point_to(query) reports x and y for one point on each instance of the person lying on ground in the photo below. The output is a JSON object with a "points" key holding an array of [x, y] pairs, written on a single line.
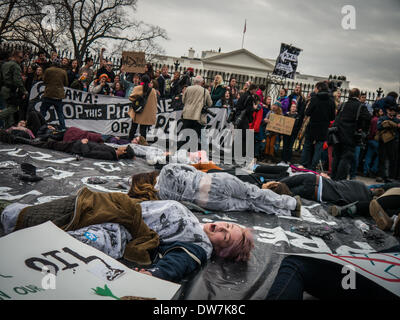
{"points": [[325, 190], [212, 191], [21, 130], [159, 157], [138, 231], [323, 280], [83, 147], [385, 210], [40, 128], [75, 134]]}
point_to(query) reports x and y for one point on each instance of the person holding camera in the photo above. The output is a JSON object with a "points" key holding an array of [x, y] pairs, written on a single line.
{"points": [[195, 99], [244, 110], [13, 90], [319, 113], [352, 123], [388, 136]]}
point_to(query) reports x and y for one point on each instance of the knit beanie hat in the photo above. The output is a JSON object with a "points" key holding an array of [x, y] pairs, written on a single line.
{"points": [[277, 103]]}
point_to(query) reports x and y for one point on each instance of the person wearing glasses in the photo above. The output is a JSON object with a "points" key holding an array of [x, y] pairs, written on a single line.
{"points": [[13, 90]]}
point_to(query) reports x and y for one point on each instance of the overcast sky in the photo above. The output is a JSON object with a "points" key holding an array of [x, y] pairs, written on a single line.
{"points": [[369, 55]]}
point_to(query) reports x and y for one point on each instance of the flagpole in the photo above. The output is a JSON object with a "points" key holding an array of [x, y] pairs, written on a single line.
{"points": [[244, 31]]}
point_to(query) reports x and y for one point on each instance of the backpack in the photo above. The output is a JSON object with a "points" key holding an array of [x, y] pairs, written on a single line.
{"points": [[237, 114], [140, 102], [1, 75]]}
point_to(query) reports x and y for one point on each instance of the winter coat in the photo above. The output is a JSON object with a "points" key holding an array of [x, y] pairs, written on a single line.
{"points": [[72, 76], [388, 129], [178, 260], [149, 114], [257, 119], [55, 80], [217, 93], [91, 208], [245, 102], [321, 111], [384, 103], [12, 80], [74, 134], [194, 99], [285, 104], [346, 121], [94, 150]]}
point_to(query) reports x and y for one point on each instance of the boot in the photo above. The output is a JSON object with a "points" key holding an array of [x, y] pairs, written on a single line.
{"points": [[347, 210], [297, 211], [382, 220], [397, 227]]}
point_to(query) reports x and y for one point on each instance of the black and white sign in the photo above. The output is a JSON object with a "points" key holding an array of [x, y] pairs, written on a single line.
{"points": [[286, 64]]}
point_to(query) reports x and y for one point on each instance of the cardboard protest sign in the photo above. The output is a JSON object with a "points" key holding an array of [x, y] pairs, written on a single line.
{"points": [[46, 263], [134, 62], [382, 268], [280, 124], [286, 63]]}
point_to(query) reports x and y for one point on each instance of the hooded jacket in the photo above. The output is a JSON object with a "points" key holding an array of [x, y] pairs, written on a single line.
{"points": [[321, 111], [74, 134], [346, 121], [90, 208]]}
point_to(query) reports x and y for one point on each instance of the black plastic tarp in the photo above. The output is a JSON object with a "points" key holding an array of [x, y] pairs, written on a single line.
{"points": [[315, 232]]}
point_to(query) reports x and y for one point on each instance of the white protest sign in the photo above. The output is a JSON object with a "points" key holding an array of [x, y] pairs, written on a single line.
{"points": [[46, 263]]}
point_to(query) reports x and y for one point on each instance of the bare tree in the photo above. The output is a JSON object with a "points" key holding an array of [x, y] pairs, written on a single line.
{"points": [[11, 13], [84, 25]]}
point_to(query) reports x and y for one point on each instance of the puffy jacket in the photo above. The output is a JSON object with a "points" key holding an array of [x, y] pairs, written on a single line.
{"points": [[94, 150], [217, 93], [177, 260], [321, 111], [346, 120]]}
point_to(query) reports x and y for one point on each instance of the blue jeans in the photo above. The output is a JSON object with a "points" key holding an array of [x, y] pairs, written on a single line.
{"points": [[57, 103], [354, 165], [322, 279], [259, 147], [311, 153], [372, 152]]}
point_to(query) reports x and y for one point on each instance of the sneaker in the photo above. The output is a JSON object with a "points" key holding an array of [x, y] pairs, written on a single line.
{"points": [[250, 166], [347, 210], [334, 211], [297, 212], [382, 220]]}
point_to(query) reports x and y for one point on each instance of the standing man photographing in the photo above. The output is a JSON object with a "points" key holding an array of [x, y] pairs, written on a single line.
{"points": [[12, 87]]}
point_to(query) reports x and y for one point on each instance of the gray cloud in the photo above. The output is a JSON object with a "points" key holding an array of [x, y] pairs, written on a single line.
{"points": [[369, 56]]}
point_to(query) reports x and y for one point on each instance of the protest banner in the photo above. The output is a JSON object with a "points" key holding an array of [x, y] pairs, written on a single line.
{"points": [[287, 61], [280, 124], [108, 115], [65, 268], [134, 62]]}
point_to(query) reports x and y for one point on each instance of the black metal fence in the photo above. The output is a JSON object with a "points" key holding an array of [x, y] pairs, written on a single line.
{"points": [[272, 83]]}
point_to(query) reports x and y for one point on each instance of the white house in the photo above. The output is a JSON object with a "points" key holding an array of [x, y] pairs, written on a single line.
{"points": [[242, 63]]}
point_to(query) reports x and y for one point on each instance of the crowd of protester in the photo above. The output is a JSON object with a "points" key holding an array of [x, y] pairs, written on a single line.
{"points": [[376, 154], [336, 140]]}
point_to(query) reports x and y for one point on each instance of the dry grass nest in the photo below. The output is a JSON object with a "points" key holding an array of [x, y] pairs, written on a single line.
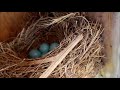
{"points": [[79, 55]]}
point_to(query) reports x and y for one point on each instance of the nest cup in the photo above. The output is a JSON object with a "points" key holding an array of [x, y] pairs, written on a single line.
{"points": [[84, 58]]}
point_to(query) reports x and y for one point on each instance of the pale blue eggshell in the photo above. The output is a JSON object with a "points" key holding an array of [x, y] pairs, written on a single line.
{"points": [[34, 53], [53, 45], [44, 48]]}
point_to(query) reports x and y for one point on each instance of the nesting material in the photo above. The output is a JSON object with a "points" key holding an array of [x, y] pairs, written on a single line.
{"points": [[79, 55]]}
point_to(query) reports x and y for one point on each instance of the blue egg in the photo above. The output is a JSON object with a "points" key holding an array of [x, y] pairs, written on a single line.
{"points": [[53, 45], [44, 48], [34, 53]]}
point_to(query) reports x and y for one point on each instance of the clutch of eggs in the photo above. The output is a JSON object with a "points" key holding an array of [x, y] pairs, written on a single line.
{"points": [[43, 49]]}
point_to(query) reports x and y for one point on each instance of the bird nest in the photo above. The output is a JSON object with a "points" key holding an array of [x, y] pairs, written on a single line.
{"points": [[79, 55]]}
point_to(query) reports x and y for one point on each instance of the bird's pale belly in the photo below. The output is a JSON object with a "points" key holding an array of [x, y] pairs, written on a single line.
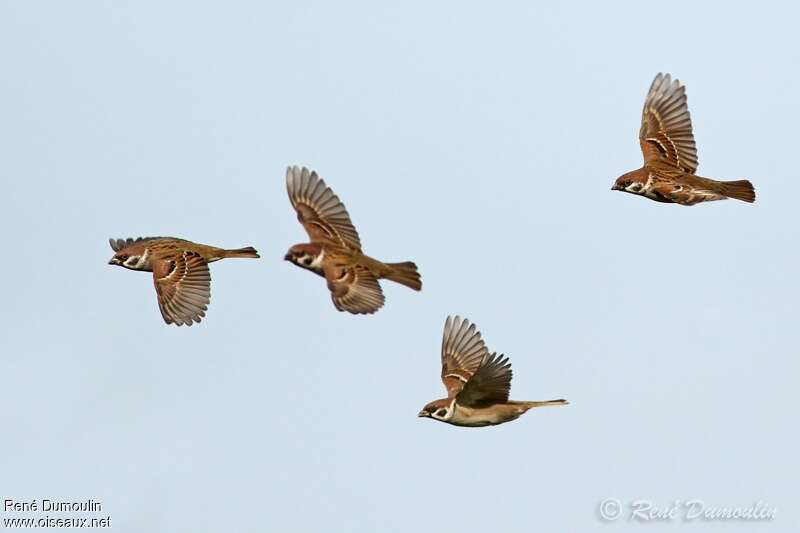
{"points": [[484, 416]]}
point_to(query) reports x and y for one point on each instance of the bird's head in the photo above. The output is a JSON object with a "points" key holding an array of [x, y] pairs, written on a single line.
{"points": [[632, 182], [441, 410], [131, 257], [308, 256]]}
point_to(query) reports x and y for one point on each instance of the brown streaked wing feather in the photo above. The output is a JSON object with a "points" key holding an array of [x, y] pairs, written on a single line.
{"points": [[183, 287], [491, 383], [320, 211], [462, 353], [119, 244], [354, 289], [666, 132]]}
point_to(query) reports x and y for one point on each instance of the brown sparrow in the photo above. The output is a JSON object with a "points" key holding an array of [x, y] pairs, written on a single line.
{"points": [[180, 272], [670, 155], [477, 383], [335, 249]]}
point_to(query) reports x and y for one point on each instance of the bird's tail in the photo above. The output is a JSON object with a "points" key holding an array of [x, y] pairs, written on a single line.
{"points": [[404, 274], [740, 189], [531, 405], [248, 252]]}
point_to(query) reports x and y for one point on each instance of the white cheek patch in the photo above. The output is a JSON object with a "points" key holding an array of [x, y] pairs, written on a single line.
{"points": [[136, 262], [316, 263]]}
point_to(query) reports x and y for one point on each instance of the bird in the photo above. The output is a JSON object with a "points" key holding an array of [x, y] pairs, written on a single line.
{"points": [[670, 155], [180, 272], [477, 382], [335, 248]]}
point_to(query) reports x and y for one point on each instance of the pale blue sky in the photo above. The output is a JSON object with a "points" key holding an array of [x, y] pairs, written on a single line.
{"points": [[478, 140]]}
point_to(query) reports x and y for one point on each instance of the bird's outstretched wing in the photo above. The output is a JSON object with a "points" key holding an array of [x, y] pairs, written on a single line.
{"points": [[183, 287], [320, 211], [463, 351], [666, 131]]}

┄┄┄┄┄┄

Quote the lines of the listing above that run from the line with "the brown sparrow" through its last line, both included, and nothing else.

> [Written answer]:
point_to(query) reports x and y for one point on each instance of the brown sparrow in the photo above. The output is a JSON object with a "points" key holding an array of [x, y] pairs, written on a single line.
{"points": [[180, 272], [670, 155], [477, 383], [335, 249]]}
point_to(query) reports x and y for one point on each instance of the bird's tail in the photo above. The output is a JSON object with a "points" key holding an array of [x, y] pairs, written on a single line.
{"points": [[404, 274], [740, 189], [531, 405], [248, 252]]}
point_to(query) reports x and y for one point on each instance of the white cheek patch in the photo above. The output is a JSON object with a "points" key holding an array of [x, y] pairs, written on a single line.
{"points": [[136, 262], [316, 263]]}
point_to(query) reports x and y for one point on each instance of the bird in the photo above. The output is a JSON object with a "points" key holding an array of [x, y] pairs, written on a single line.
{"points": [[670, 155], [180, 272], [477, 382], [335, 248]]}
point_to(query) reports x and y for one point on each instance of the pale blue sky in the photo above. The output is a JSON object with a "points" key holding an array of [x, y] pairs, written on a single line.
{"points": [[478, 140]]}
point_to(query) reports x and y for one point on each instance of the bird's outstretched wing in the photo above. The output is a JSON object with a "points" key holding an array of [x, y] pairs, written on a single line.
{"points": [[183, 287], [320, 211], [463, 351], [666, 131]]}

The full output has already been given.